ASSIGNMENT ▸ Give back nothing but the number of lines in these entries that contain the word "hand".

··········

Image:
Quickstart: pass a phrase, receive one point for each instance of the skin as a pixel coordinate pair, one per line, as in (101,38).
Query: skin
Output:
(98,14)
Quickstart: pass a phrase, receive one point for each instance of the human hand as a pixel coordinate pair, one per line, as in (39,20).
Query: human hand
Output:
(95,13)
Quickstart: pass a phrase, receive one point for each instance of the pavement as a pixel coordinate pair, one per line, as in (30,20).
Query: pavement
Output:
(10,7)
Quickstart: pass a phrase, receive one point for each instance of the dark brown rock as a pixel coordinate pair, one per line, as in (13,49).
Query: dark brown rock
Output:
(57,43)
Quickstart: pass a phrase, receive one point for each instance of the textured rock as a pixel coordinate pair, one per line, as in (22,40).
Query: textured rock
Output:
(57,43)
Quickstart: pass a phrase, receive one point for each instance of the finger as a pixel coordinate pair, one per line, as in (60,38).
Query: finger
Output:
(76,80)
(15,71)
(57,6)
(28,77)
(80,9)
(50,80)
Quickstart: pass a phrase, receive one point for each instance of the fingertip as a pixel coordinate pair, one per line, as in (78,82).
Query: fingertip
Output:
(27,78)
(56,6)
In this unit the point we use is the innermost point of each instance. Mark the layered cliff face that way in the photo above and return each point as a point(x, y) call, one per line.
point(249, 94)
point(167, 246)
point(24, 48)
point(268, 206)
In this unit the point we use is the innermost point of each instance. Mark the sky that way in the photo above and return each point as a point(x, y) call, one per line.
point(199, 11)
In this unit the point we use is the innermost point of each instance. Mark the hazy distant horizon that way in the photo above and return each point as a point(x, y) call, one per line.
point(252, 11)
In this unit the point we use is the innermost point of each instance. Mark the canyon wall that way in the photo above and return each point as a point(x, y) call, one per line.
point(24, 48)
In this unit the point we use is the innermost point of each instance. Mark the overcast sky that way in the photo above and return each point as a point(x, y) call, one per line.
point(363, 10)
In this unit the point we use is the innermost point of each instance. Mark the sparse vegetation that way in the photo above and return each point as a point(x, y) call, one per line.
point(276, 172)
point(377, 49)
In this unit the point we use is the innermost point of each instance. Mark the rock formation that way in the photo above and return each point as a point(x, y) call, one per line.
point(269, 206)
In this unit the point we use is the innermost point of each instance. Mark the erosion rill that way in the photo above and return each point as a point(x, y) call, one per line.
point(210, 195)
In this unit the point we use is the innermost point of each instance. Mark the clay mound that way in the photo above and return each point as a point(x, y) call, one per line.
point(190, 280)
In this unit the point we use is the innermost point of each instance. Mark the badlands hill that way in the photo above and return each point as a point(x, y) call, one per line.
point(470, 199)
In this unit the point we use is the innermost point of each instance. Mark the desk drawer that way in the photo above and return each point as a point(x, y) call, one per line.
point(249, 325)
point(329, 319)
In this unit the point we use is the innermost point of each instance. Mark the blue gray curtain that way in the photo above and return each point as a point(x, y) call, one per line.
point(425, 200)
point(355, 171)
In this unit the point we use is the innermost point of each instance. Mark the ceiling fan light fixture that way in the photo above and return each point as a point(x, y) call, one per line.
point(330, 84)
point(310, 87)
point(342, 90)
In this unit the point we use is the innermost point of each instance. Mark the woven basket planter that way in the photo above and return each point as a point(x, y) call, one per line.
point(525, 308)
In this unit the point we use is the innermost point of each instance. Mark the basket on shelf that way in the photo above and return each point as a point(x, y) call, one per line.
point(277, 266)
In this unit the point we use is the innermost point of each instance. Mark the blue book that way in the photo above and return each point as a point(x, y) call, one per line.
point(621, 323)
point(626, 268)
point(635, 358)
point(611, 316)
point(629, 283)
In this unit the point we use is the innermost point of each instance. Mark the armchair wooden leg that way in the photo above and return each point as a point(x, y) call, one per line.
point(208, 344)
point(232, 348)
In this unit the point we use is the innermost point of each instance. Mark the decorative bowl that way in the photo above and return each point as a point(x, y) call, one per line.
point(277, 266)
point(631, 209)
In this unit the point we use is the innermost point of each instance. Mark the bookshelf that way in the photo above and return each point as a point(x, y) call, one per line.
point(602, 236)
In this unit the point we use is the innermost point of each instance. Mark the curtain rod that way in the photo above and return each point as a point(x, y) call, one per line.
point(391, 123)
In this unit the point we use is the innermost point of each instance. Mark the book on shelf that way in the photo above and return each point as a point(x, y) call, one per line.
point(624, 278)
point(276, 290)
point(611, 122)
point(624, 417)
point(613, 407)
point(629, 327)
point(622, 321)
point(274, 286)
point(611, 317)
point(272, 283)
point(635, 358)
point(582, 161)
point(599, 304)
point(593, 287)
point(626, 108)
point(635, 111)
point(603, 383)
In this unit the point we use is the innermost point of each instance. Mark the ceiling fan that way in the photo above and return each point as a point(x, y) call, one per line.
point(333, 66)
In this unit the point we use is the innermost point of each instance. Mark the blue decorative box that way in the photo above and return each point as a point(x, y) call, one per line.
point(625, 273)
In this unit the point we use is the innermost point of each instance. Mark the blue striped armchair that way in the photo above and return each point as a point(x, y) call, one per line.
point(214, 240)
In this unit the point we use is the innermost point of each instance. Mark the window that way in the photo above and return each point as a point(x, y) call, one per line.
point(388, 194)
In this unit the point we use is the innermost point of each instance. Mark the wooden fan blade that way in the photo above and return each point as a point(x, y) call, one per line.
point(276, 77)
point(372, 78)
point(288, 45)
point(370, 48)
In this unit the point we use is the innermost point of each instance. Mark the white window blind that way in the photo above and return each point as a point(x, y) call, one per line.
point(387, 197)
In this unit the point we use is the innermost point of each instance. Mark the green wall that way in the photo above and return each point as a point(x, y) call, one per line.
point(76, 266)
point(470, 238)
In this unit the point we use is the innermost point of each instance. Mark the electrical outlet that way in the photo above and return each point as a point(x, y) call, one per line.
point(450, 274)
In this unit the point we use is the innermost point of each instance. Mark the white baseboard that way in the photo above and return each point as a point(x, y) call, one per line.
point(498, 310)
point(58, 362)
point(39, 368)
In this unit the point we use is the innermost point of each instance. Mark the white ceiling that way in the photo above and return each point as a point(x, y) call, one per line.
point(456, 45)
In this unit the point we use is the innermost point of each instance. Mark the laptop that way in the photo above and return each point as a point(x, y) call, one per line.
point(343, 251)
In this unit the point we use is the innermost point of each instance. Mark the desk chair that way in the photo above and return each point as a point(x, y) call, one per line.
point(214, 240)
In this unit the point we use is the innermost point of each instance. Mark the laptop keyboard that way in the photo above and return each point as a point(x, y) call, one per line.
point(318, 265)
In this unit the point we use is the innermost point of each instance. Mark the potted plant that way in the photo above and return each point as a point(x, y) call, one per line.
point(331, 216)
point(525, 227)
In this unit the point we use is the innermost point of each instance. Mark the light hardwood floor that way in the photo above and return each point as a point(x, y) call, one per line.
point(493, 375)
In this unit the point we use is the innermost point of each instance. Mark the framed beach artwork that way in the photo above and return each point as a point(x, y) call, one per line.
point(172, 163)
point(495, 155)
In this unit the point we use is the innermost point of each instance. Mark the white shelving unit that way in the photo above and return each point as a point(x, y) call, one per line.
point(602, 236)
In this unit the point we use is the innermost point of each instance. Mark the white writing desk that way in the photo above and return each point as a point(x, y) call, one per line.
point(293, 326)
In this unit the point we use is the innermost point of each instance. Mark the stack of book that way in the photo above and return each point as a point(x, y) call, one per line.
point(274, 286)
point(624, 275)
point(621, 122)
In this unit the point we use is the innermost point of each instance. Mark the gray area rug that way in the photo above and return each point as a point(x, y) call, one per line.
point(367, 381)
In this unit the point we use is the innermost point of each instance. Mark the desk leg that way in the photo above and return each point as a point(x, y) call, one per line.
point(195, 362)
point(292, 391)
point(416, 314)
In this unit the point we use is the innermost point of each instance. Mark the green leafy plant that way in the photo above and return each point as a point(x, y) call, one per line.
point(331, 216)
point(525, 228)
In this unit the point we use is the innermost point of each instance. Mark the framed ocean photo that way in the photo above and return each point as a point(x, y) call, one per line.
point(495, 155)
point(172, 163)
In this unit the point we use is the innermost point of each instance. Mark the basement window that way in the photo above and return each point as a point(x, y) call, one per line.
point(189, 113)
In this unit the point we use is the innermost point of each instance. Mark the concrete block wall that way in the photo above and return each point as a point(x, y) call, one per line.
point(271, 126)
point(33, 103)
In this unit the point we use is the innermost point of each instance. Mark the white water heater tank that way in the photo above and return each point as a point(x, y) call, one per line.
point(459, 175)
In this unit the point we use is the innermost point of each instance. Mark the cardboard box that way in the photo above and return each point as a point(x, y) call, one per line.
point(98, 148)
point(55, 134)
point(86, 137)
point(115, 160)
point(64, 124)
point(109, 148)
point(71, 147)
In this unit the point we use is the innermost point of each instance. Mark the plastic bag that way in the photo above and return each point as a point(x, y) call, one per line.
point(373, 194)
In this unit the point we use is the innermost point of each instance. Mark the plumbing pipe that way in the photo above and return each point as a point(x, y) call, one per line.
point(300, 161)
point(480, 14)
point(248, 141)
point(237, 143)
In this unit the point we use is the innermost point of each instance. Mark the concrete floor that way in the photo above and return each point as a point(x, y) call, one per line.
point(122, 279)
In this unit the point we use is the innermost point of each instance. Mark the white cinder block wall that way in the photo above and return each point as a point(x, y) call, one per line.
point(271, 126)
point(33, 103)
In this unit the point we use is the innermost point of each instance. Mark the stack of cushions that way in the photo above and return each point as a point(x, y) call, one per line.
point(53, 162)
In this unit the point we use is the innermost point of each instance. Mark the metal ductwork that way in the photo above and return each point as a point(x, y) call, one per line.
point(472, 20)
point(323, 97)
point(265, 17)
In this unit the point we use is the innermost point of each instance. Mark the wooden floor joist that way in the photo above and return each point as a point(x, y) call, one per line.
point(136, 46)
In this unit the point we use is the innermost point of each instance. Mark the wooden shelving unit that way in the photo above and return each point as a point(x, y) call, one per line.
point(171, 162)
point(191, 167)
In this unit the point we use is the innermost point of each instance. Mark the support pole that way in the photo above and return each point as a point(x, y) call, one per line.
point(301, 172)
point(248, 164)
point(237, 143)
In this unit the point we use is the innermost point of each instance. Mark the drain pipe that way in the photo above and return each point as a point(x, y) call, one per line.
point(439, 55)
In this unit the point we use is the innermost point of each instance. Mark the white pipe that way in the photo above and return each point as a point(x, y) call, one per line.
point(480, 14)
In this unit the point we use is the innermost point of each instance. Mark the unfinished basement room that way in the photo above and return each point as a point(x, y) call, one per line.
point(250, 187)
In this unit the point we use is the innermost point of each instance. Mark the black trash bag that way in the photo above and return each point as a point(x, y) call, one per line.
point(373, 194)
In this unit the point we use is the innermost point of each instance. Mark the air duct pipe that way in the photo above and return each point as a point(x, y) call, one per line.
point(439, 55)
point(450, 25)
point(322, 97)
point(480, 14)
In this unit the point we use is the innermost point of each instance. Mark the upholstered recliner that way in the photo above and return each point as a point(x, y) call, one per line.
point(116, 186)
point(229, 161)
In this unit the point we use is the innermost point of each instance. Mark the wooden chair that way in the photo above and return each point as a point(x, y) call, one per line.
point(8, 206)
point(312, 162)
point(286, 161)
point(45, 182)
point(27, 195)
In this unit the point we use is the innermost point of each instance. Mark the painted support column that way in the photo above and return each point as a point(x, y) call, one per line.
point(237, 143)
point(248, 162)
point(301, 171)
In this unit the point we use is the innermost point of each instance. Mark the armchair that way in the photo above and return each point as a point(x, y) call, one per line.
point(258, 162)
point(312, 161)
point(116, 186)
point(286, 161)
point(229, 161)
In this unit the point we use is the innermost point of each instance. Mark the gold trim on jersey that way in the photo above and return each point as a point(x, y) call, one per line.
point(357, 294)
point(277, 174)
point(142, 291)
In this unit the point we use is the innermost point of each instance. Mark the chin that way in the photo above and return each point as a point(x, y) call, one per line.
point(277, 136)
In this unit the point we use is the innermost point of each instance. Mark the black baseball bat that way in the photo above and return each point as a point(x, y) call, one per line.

··········

RESPONSE FOR THIS EXERCISE ▸ 2